— start of EXCERPT TO READ —

4. The execution, delivery, and performance by Purchaser of
Purchaser's Documents do not and will not result in any breach of the
Partnership Agreement of Purchaser.
5. The consummation of the transactions contemplated by the
Purchaser's Documents will not conflict with or result in a breach of any
applicable law, statute, ordinance, regulation, order, writ, injunction, decree
or judgment of any court or governmental instrumentality, domestic or foreign.
6. Except as disclosed in the Contract, to our knowledge no consent,
approval, waiver, authorization, or act of, or the making by Purchaser of any
registration, filing, or declaration with any Governmental Authority is required
for the valid execution and delivery by Purchaser of the Contract or the
consummation of the transactions contemplated thereby.

— end of EXCERPT TO READ —
— start of DATA PROVIDED —

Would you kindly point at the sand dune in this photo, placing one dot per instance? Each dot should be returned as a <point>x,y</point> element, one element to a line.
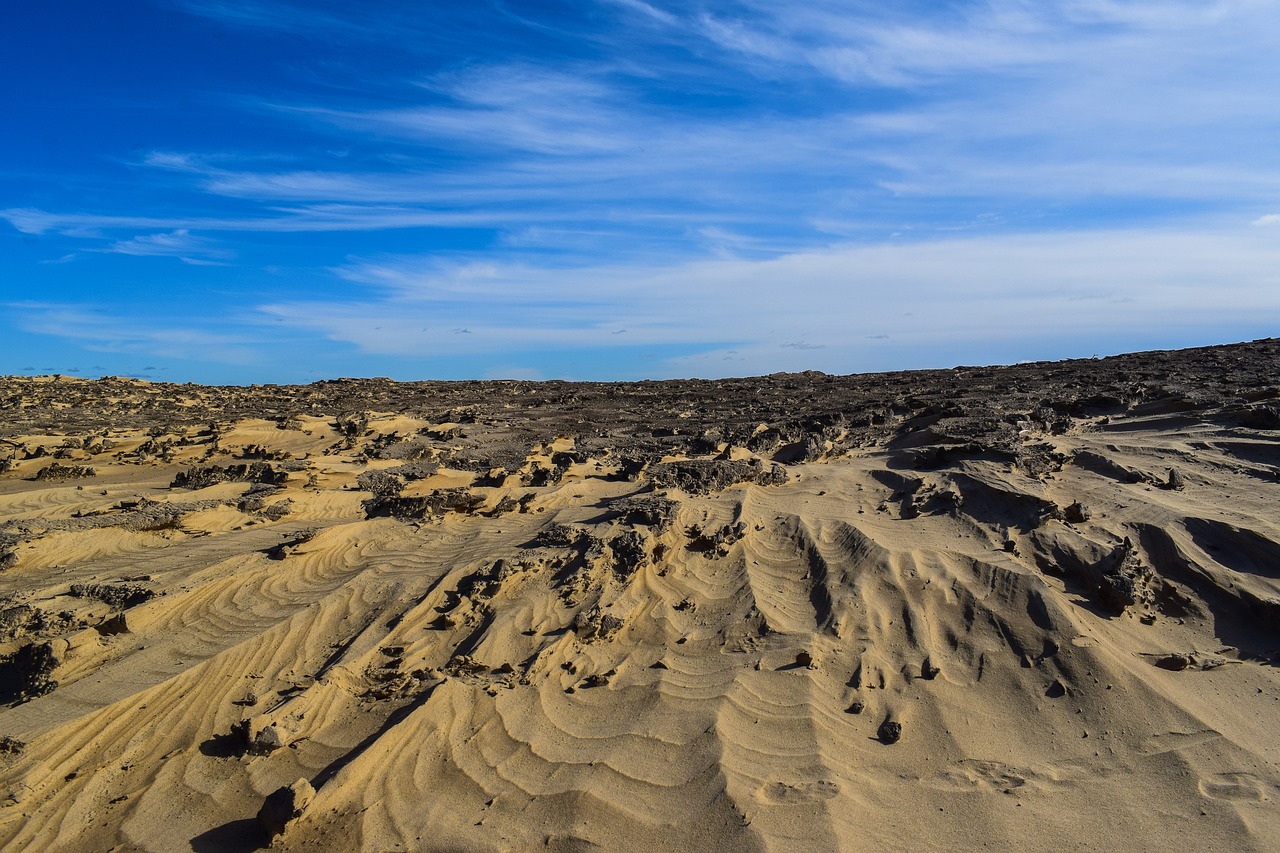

— end of DATA PROVIDED —

### WRITTEN INSTRUCTION 1
In the excerpt on Purchaser's Documents, the execution, delivery, and performance of those documents will not result in a breach of which agreement?
### WRITTEN INSTRUCTION 2
Repeat the passage of the excerpt on Purchaser's Documents starting with "6. Except as" and going on through "transactions contemplated thereby.".

### WRITTEN REPLY 1
The Partnership Agreement of Purchaser.

### WRITTEN REPLY 2
6. Except as disclosed in the Contract, to our knowledge no consent,
approval, waiver, authorization, or act of, or the making by Purchaser of any
registration, filing, or declaration with any Governmental Authority is required
for the valid execution and delivery by Purchaser of the Contract or the
consummation of the transactions contemplated thereby.